◆ Input for this task:
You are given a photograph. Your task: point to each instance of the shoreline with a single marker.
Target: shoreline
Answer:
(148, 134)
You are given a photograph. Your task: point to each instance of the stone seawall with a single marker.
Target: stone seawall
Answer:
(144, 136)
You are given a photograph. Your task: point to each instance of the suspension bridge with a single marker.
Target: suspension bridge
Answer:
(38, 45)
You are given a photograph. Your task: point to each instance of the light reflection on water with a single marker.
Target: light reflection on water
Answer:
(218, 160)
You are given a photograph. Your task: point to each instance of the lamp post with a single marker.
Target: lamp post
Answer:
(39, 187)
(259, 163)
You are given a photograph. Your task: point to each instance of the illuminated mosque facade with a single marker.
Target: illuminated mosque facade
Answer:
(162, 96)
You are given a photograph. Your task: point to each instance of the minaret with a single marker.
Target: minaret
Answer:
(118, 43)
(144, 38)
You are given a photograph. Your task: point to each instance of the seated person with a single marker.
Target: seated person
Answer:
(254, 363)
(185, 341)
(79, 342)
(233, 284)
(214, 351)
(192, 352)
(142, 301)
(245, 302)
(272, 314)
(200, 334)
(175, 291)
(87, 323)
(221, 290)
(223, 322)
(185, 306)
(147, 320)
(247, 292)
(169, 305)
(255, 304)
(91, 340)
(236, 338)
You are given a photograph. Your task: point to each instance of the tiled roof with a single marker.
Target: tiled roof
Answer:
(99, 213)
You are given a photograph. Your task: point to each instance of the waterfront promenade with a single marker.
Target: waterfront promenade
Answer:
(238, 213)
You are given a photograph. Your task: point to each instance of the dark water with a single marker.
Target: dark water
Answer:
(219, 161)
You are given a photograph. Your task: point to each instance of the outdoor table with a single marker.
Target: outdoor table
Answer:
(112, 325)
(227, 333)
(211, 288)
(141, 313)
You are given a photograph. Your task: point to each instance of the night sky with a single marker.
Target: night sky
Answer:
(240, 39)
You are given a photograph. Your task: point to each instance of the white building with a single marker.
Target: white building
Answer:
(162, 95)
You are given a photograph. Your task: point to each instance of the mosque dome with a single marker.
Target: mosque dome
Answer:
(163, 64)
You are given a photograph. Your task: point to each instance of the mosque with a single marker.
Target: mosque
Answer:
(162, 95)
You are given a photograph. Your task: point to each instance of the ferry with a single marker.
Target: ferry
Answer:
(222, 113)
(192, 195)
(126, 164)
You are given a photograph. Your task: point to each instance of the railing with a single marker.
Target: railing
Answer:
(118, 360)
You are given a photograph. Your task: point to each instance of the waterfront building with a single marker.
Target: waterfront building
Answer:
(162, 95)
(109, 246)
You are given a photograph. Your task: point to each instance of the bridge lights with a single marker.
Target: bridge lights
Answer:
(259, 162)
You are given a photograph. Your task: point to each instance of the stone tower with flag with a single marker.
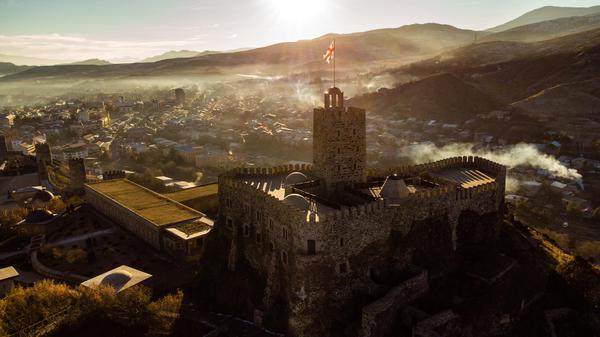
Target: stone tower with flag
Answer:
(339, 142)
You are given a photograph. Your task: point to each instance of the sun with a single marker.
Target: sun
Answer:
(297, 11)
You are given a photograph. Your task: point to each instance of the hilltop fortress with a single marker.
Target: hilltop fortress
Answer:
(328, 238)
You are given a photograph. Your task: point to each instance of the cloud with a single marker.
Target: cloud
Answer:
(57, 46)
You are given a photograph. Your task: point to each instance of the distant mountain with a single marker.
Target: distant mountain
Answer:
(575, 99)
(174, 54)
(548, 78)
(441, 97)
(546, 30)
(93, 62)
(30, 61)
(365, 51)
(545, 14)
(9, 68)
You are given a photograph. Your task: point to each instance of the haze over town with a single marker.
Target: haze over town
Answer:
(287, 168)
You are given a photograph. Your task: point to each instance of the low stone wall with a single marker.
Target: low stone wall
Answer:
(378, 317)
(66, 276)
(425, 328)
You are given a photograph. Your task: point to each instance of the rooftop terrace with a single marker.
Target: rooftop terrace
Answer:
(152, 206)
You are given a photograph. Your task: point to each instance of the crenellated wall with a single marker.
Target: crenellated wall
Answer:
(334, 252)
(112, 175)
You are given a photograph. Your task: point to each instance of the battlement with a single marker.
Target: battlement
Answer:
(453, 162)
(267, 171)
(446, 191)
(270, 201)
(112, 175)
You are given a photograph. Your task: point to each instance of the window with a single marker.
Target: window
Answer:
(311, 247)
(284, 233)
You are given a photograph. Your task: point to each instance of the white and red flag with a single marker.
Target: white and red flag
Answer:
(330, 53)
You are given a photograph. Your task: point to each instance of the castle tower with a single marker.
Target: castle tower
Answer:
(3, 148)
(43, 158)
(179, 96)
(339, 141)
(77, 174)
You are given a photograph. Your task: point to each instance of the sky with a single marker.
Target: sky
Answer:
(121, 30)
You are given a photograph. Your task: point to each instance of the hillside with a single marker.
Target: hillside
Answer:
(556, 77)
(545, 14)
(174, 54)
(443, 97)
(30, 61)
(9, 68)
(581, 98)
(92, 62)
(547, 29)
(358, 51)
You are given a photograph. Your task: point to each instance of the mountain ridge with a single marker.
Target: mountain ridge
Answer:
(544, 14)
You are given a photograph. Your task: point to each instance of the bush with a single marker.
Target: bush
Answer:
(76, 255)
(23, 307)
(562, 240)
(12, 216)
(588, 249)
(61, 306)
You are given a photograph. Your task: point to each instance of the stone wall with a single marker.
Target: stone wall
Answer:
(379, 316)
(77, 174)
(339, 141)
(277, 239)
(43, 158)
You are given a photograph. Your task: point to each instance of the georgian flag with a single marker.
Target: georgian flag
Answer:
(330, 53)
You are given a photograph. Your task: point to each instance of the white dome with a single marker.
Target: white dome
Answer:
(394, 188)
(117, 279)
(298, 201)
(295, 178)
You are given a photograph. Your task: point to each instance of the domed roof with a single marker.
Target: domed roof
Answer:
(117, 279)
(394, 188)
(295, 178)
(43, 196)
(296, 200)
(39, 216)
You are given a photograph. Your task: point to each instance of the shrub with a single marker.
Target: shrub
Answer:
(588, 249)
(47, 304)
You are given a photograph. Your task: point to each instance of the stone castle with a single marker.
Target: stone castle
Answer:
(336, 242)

◆ Task instructions:
Output, from the data above, the lines from the line with "Target: ferry" to the line with "Target: waterfront building" exactly as they stand, both ends included and nothing else.

◆ Response to this exercise:
Target: ferry
Answer:
(222, 113)
(192, 195)
(126, 164)
You are given a photograph. Your task: point to each instance of the railing with a single marker.
Target: railing
Answer:
(118, 360)
You are given a photograph. Your task: point to each instance of the waterfront building with a single marker.
Target: waterfront building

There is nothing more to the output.